§ **OBJECTIVE**
Repeat the listing below word for word, starting at its first line and ending at the line that contains "(1007, 489)".

§ **MATERIAL FOR THIS EXERCISE**
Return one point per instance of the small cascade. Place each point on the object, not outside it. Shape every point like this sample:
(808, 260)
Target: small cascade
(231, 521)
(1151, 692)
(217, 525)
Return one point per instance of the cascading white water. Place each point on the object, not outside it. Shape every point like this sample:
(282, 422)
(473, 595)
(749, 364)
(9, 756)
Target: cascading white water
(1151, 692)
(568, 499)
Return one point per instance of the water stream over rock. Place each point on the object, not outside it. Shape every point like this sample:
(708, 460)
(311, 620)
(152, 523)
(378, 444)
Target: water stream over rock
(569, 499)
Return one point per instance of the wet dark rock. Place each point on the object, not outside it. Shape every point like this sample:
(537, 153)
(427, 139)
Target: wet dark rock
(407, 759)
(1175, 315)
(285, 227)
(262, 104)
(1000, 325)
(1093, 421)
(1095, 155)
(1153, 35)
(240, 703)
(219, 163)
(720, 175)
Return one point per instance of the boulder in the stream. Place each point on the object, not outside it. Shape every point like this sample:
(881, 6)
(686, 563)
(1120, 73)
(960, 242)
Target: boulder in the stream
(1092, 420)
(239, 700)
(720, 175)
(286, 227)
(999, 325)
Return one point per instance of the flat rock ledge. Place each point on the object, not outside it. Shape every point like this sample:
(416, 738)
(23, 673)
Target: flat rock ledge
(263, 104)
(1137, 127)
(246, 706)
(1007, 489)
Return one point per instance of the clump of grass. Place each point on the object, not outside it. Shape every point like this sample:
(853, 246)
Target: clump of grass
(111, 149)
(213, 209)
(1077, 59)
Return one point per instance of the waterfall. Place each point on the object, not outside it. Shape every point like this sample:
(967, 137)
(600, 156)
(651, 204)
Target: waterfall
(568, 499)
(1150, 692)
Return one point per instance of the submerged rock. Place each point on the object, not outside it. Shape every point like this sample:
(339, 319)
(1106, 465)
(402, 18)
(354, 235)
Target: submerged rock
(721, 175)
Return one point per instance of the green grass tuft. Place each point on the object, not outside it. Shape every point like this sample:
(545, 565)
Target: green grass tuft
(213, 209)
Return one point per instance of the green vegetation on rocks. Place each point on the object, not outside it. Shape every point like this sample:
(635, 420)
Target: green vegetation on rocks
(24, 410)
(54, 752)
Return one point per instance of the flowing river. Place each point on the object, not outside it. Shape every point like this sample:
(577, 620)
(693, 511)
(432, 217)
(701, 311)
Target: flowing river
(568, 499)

§ **EXPECTED OUTPUT**
Return one point per instance of the small cascade. Place each point on the object, not outside it. Shape every point like this sample:
(808, 260)
Target: small cascade
(231, 521)
(1151, 692)
(217, 525)
Return one point per instance of the cascading white water. Place each point on the object, not outside it. Shape every point like this sample:
(282, 422)
(473, 595)
(749, 364)
(9, 756)
Target: cascading white water
(1151, 692)
(568, 499)
Return one point per instance of the water stream over rock. Place each point on the object, not outside it. Shape every point like this sample:
(708, 460)
(311, 620)
(152, 523)
(378, 444)
Target: water stream over rock
(569, 499)
Return one point per instance of the wet dark rock. Place each point on the object, not outside it. Shape every point like this sample:
(537, 153)
(427, 139)
Target: wet dark rock
(407, 759)
(1175, 315)
(285, 227)
(262, 104)
(1000, 325)
(1093, 421)
(1095, 155)
(1153, 35)
(240, 703)
(219, 163)
(720, 175)
Return one point per instance of the boulder in the stream. Place each point on the object, not outside it. Shape every point like this sample:
(881, 6)
(686, 563)
(1120, 73)
(960, 242)
Target: boulder in the stream
(1092, 420)
(239, 700)
(720, 175)
(286, 227)
(999, 325)
Return one point per instance of the flat rock ledge. Place each point on the object, not outside it. Shape every point like this sample:
(416, 738)
(23, 673)
Target: flat rock ledge
(263, 104)
(1137, 127)
(246, 706)
(1007, 489)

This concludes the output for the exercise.